**** Records supplied ****

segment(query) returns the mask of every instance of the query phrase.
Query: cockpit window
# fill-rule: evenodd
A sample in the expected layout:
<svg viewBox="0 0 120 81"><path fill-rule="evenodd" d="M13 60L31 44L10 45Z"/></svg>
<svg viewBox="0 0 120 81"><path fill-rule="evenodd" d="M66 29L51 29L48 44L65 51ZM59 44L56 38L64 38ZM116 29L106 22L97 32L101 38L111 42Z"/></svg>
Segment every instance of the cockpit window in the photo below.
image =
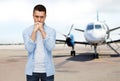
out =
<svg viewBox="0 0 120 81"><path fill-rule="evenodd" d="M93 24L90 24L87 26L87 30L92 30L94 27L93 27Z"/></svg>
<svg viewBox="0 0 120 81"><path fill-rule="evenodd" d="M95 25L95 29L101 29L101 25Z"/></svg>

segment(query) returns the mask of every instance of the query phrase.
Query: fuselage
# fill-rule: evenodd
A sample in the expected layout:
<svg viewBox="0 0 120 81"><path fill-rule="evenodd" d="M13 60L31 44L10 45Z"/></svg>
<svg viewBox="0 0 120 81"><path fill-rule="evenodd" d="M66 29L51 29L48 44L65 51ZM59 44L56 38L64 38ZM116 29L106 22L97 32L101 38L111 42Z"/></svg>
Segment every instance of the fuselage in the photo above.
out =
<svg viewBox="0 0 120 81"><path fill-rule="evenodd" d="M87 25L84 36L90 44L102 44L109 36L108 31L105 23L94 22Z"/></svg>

****
**** Records supplied ****

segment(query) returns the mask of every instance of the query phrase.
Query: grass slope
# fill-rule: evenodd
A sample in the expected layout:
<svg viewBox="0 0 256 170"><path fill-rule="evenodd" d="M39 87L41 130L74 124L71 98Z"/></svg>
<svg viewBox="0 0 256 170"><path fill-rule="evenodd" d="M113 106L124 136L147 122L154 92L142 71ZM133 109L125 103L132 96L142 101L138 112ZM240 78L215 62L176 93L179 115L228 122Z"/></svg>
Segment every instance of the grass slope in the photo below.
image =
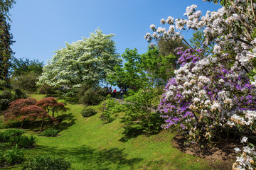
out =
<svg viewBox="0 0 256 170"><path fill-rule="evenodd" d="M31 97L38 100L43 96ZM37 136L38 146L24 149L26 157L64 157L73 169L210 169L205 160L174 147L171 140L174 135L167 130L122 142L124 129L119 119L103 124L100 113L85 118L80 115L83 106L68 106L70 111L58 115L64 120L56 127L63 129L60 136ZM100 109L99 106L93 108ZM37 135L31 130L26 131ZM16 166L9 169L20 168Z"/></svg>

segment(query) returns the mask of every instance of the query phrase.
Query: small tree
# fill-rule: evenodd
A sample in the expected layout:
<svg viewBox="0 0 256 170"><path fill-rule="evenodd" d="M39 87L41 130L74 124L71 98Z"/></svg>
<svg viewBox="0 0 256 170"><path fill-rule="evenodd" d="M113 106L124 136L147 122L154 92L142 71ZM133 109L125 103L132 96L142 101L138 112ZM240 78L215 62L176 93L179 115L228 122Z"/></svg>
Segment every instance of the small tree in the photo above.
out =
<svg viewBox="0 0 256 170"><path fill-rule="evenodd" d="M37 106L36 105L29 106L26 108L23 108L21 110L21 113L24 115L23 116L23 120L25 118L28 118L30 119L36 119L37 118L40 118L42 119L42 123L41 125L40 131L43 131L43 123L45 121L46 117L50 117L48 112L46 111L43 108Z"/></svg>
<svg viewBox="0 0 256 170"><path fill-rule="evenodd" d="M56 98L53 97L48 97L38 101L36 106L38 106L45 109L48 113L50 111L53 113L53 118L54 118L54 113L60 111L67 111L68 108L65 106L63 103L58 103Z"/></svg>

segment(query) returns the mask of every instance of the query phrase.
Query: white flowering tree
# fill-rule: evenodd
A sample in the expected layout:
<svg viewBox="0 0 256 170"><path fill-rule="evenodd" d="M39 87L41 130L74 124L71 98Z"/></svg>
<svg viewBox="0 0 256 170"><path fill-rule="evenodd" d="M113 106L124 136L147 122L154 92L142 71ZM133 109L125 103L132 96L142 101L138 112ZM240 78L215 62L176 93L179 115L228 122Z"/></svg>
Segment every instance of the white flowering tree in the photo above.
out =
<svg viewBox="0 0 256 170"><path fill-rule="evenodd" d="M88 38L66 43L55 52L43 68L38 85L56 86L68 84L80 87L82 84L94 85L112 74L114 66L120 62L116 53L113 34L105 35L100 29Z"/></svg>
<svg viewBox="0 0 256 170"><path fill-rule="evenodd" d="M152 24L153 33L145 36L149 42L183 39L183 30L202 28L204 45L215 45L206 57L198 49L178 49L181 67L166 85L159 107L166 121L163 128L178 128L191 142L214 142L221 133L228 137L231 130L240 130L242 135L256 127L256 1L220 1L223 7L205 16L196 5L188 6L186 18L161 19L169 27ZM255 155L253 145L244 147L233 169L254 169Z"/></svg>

****

▶ [Exercise]: List every line of the material above that contains the string "slope", copying each one in full. Case counts.

▶ [Result below]:
Query: grass slope
Segment every instance of the grass slope in the photo below.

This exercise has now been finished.